[[ SELECTED EXCERPT open ]]

Response: See the explanation above.

P5 L41 - Table 1 doesn’t seem to be here anywhere.

Response: we regret the omission, table added.

P5 L43 - What is ‘the template’? You haven’t defined this previously.

Response: We use the word “template” to mean “anything that could be replicated by the replicator”. In the context of the model, it is either the replicator itself that is replicated by a replicase (which, in a simplest model of the RNA world, could be an identical molecule), or a parasite (which is incapable of producing the replicase but can serve as a template). In molecular biology, “template” is a common term when replication (or transcription) is described, so we do not expect any confusion coming out of it.

P6 L10 - R = K is not an equilibrium of (1), as this would give dR/dt = −e_rK. I assume that is why you use the \approx symbol, but why not state the actual value.

Response: The statement is corrected to refer to the equilibrium of a parasite-free system.

P6 L53 - Why do you call these ‘semi-trivial’?

Response: Because the value of one of the variables (but not both) is 0. When introducing the semi-trivial equilibrium, we indicate that it is parasite-free, so we do not believe any confusion is likely.

P7 L31 - You have not defined these domains.

Response: they are defined in the revised text, with reference to Additional file 1: Mathematical Appendix 1 and Fig. 2a.

P7 L58 - In what sense is the parasite a ‘slightly degraded copy’ of the replicator?

Response: we specify in the revision: “e.g. a variant of an RNA genome that contains a deletion and thus cannot produce an active replicase”.

P9 L18 - In Fig. 4, these new coexistence equilibria seem to introduce an interesting bistability between replicator-ply and complete extinction. Could you comment on this?

Response: Positive non-trivial equilibria A1(left) and A2 (right) (see Fig. 4) that appear when \( q<\frac{\left(1+e\right){e}_P}{\left(1+\alpha e\right){e}_R} \) are both unstable: A1 is an unstable node and A2 is a saddle. Stable equilibria are only trivial (O) and semi-trivial (O2) - see Fig. 2, Domain 2; new stable equilibria do not appear. Unstable equilibria are not “observable” but can change the areas of attraction of stable equilibria (in particular, the area of attraction of the semi-trivial equilibrium O2 increases) and make the system orbits more complex.

P10 L17 - As I implied above, it is a little puzzling to me why this wouldn’t be the first model you choose anyhow.

Response: We started from the model (1) in order to show that, if the dynamics of genetic parasites is close to that of the host, then, either the parasite or the entire system goes extinct.

[[ SELECTED EXCERPT closed ]]
[[ INFORMATION SUPPLIED open ]]

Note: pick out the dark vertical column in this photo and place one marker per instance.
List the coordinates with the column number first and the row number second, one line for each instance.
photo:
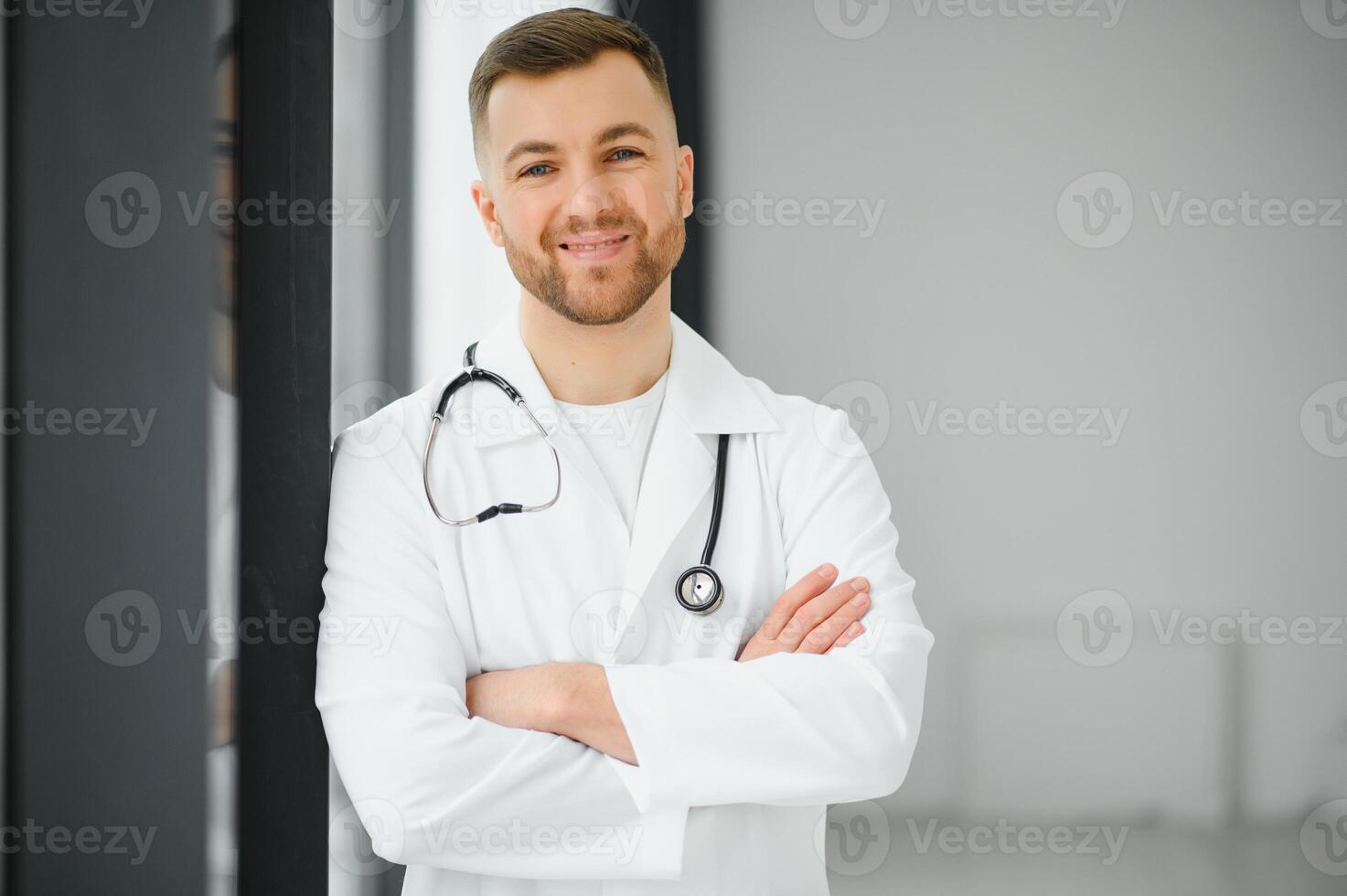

[[ INFORMATION SUPPLIED closed ]]

(TASKS TO PERFORM)
1. In the review exchange on the replicator–parasite model, why do the authors call certain equilibria "semi-trivial"?
2. Extend the review exchange on the replicator–parasite model beyond its last response.
The lines are separate material and have no connection to the review exchange.

(PER-TASK ANSWERS)
1. One of the two variables, but not both, is 0.

2.
Why would you assume the replicator and parasite have the same carrying capacity? This model is much closer to ‘classic’ host-parasite models.

Response: it is not exactly the case that the carrying capacities for the replicator and the parasite are the same. Rather, K is the carrying capacity for the complete host-parasite system from which they consume resources at different rates (for more detail, see the response to Olivier Tenaillon above).

P12 L10 - It is very interesting that you have found a limit cycle here, which does not occur in classic models. My guess is this is again to do with the R^2 in the growth term, but it would be interesting if you could explain this.

Response: A limit cycle arises due to the term R^2 in the equation for the replicator growth that differentiates the proposed model from standard host – parasite models. As a result, the relative growth rate (dR/dt)/R is non-monotonic and has a maximum, so that the cycle arises when the null-cline intersects this maximum. Similar models describe so-called Allee-effect [41]. In this type of models, oscillations always arise for such parameter values where a stable equilibrium loses stability and a stable limit cycle appears around the equilibrium due to the Hopf bifurcation. This limit cycle can disappear in a heteroclinics composed by separatrixes of neighboring saddles under variation of the system parameters, and this is exactly what happened in our model (6). As a result, only unstable non-trivial equilibrium remains in the phase plane. Then, with further changing of the parameters, this equilibrium merges with the trivial equilibrium and disappears.